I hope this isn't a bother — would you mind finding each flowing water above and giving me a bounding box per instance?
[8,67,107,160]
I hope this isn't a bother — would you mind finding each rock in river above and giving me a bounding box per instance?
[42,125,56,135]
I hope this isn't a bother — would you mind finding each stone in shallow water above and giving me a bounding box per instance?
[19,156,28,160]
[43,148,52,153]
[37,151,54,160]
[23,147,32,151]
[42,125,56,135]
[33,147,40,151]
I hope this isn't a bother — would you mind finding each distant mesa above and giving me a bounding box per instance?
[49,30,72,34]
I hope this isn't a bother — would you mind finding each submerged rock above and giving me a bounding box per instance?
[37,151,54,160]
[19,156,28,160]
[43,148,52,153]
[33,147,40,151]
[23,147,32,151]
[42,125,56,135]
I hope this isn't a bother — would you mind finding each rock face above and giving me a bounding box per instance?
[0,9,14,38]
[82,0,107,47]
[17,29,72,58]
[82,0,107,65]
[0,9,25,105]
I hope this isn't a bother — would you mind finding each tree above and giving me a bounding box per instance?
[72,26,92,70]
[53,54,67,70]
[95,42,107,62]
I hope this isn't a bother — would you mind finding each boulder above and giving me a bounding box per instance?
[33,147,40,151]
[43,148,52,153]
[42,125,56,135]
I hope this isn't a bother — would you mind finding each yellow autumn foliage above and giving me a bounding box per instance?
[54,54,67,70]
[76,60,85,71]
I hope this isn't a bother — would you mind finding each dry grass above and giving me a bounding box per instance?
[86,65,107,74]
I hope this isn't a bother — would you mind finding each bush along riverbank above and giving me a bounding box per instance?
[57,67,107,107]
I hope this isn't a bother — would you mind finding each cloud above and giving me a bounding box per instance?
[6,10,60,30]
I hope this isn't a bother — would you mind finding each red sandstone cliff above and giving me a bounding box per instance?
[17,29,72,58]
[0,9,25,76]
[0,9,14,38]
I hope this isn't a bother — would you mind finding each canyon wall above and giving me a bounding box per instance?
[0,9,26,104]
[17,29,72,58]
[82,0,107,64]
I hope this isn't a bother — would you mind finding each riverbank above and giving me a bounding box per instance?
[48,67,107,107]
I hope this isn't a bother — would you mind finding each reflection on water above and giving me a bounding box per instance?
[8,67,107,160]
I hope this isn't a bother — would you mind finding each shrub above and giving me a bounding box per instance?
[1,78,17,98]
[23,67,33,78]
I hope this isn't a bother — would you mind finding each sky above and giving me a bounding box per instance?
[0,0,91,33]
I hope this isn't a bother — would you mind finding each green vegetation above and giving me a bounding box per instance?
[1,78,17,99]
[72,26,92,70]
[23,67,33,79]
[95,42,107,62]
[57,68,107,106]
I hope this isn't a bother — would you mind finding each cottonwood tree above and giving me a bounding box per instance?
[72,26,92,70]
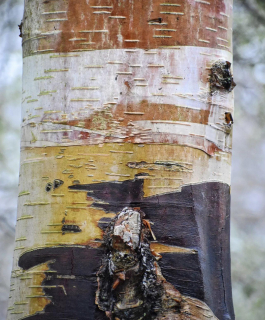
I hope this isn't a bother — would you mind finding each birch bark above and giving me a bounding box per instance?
[8,0,234,320]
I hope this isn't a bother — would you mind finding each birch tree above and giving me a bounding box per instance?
[8,0,235,320]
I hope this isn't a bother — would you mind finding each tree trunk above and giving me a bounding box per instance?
[8,0,234,320]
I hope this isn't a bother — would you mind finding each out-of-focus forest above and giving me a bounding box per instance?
[0,0,265,320]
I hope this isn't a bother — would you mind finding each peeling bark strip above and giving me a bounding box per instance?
[23,0,232,57]
[7,0,234,320]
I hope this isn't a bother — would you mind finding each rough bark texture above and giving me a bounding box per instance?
[8,0,235,320]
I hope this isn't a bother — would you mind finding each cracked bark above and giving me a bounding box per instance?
[8,0,235,320]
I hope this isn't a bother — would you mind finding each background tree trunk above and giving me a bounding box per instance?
[8,0,234,319]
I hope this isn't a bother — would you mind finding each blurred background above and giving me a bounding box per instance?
[0,0,265,320]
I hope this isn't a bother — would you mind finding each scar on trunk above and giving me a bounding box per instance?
[210,60,236,94]
[95,207,217,320]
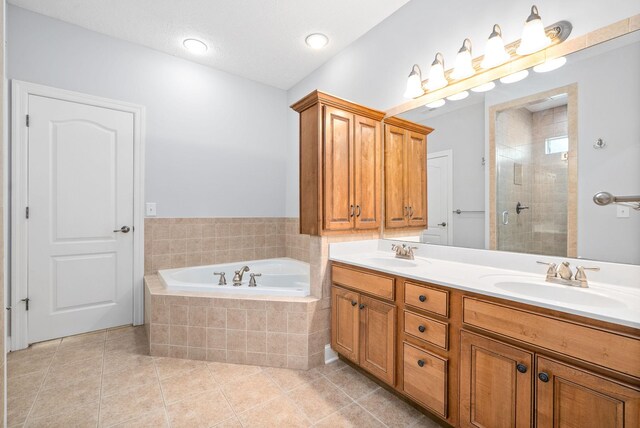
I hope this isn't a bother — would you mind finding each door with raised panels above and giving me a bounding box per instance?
[28,95,134,343]
[536,357,640,428]
[460,331,536,428]
[353,116,382,229]
[323,106,355,230]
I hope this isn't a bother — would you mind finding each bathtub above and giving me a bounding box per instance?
[158,258,309,297]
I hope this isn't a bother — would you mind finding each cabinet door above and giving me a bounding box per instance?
[360,296,396,385]
[331,286,360,363]
[536,357,640,428]
[384,125,408,229]
[405,131,427,227]
[460,331,534,428]
[354,116,382,229]
[323,106,355,230]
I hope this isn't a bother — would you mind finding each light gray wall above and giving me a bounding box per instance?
[7,6,289,217]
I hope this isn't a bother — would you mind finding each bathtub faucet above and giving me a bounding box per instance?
[233,266,249,287]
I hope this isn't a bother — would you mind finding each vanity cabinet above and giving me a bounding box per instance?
[384,117,433,229]
[291,91,384,235]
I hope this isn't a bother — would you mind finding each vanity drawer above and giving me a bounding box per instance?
[404,311,449,349]
[462,297,640,377]
[331,265,395,300]
[403,343,447,418]
[404,282,449,317]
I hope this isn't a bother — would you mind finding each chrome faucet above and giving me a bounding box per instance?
[391,244,418,260]
[233,266,249,287]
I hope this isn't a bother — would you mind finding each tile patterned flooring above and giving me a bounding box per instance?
[7,327,439,428]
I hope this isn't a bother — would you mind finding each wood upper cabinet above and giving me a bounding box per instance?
[536,356,640,428]
[460,331,536,428]
[291,91,384,235]
[384,118,433,229]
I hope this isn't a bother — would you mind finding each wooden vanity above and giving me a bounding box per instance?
[331,262,640,428]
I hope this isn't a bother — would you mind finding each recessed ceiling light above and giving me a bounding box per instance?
[304,33,329,49]
[182,39,209,55]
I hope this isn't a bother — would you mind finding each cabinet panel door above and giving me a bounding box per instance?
[536,357,640,428]
[360,296,396,385]
[331,287,360,363]
[460,331,534,428]
[354,116,382,229]
[384,125,408,228]
[323,106,355,230]
[405,131,427,227]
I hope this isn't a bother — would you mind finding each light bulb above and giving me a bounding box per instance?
[451,39,476,80]
[427,52,449,91]
[404,64,424,98]
[480,24,510,69]
[516,6,551,55]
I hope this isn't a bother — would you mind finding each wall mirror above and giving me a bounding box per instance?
[385,32,640,264]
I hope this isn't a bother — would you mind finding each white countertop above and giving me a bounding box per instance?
[329,240,640,328]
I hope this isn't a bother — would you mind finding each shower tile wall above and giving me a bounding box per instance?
[496,105,568,256]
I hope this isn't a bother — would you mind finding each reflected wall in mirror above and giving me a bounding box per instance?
[385,31,640,264]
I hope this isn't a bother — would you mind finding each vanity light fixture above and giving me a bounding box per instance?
[182,39,209,55]
[471,82,496,92]
[424,99,446,109]
[426,52,449,91]
[304,33,329,49]
[451,39,476,80]
[516,5,551,55]
[480,24,511,69]
[533,56,567,73]
[500,70,529,84]
[404,64,424,98]
[447,91,469,101]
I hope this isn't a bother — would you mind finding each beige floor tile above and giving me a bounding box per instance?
[222,372,281,413]
[160,367,218,404]
[358,388,424,427]
[112,409,169,428]
[167,390,234,428]
[102,364,158,397]
[100,383,164,427]
[154,358,206,379]
[207,362,262,384]
[287,378,352,422]
[238,396,311,428]
[30,376,100,418]
[326,366,380,400]
[264,367,321,391]
[314,403,385,428]
[25,401,99,428]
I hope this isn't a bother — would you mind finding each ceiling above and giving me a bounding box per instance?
[9,0,409,89]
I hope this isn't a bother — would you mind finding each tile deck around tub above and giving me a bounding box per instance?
[7,327,439,428]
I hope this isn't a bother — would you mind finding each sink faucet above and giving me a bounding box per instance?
[391,244,418,260]
[233,266,249,287]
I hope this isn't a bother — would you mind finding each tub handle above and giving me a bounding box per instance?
[249,273,262,287]
[213,272,227,285]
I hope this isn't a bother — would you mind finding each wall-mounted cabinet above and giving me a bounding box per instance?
[384,117,433,229]
[291,91,384,235]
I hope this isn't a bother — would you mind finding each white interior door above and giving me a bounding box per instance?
[422,150,453,245]
[27,94,134,343]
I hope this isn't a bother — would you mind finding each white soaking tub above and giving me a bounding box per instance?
[158,258,309,297]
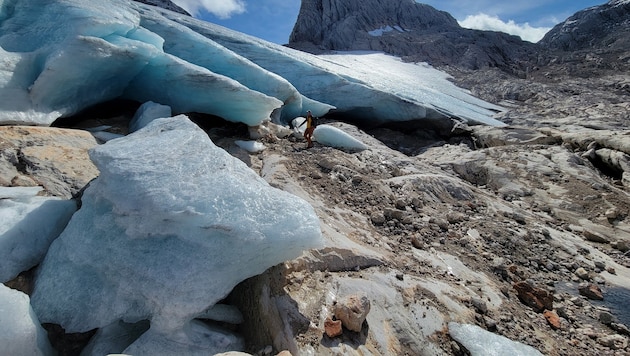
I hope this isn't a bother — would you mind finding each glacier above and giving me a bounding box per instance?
[31,115,323,354]
[0,284,57,356]
[0,187,77,283]
[0,0,501,126]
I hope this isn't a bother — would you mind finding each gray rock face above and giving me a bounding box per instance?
[135,0,190,16]
[539,0,630,51]
[289,0,537,71]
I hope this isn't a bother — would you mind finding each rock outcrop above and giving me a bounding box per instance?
[135,0,190,16]
[288,0,537,72]
[539,0,630,51]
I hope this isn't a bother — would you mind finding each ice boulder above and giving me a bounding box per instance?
[32,115,322,354]
[448,322,542,356]
[313,125,367,151]
[0,284,55,356]
[0,187,77,283]
[129,101,173,132]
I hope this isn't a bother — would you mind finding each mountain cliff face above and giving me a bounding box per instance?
[289,0,536,71]
[135,0,190,16]
[539,0,630,51]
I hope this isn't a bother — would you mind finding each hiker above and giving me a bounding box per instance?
[298,110,317,148]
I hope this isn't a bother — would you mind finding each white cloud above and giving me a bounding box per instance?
[171,0,245,19]
[459,13,551,43]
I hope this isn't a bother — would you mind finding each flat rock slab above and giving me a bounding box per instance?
[0,126,99,198]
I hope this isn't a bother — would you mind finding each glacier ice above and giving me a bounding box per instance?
[129,101,173,133]
[291,117,367,151]
[0,284,56,356]
[234,140,267,153]
[448,322,542,356]
[0,0,500,126]
[32,115,322,350]
[0,187,77,283]
[313,125,367,151]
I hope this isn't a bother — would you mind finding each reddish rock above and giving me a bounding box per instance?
[543,310,562,330]
[335,295,370,332]
[324,317,343,337]
[514,282,553,313]
[578,283,604,300]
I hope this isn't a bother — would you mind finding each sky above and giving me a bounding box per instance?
[171,0,607,44]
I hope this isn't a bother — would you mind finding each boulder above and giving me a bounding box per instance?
[335,295,370,332]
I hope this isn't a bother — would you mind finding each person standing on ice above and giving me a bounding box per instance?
[298,110,317,148]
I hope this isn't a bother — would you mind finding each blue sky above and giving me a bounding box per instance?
[171,0,607,44]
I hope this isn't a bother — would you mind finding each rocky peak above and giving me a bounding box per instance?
[289,0,459,49]
[135,0,190,16]
[539,0,630,51]
[289,0,537,72]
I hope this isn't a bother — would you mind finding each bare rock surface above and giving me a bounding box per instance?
[288,0,536,71]
[0,126,98,198]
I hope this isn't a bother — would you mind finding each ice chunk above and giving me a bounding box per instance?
[0,187,77,282]
[124,320,245,356]
[32,116,322,354]
[313,125,367,151]
[234,140,267,153]
[448,322,542,356]
[0,284,55,356]
[129,101,173,133]
[81,320,149,356]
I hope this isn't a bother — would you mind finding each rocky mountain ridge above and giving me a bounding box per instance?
[0,0,630,356]
[288,0,537,71]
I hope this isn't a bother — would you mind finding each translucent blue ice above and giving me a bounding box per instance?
[32,115,322,354]
[0,0,501,126]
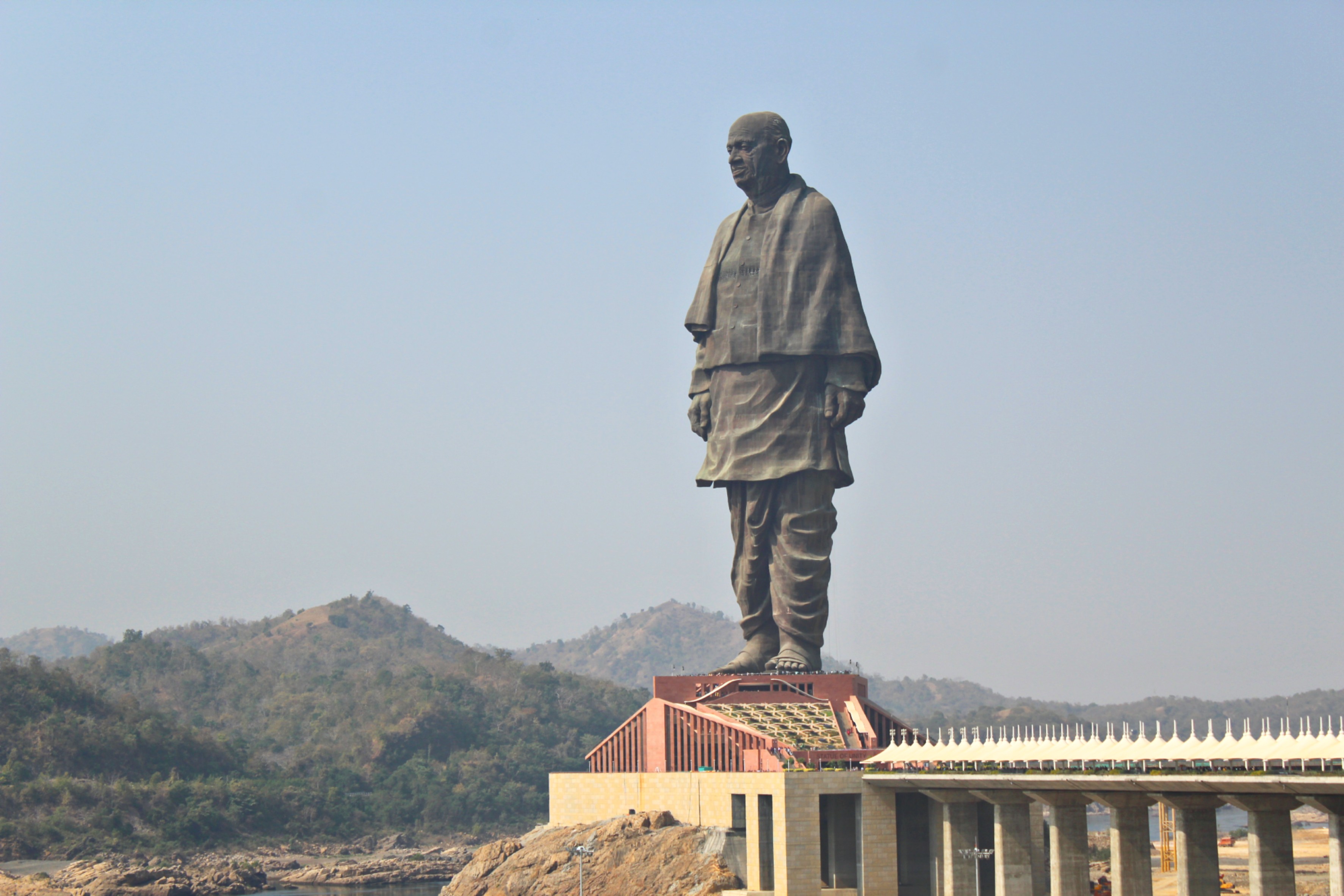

^^^^^^^^

### WRITTEN PROBLEM
Please give the lines of the records from the one with "each cabinet panel" up to and including the one with "[385,31,640,264]" as a JSON list of strings, one string per line, leaving out blank lines.

### RESULT OF THE EXERCISE
[
  "I hope this isn't a bother — would you mind finding each cabinet panel door above and giving me a bounding box per instance?",
  "[536,357,640,428]",
  "[360,296,396,385]",
  "[331,287,360,363]",
  "[460,331,534,428]",
  "[354,116,382,229]",
  "[384,125,408,228]",
  "[323,106,355,230]",
  "[405,131,427,227]",
  "I hope this isn't a bother — would you mind finding each light bulb above and giving me a bounding box per instance?",
  "[451,39,476,80]",
  "[427,52,449,91]",
  "[404,64,424,98]",
  "[480,24,510,69]",
  "[516,6,551,55]",
  "I hope this isn't a bother — would you mind finding each wall mirror above and giving me a bounding box per instance?",
  "[385,32,640,264]",
  "I hope this isn't a bother — would you mind finding each white countertop above and giving me a bounding box per instance?",
  "[329,240,640,328]",
  "I hope this isn't a bother — would you mind finding each shower tile wall above and giving me a bounding box per instance?",
  "[496,105,568,256]",
  "I hope this isn't a bother — would you mind finding each reflected wall in mirror above and giving me a bounding box per instance?",
  "[385,31,640,264]"
]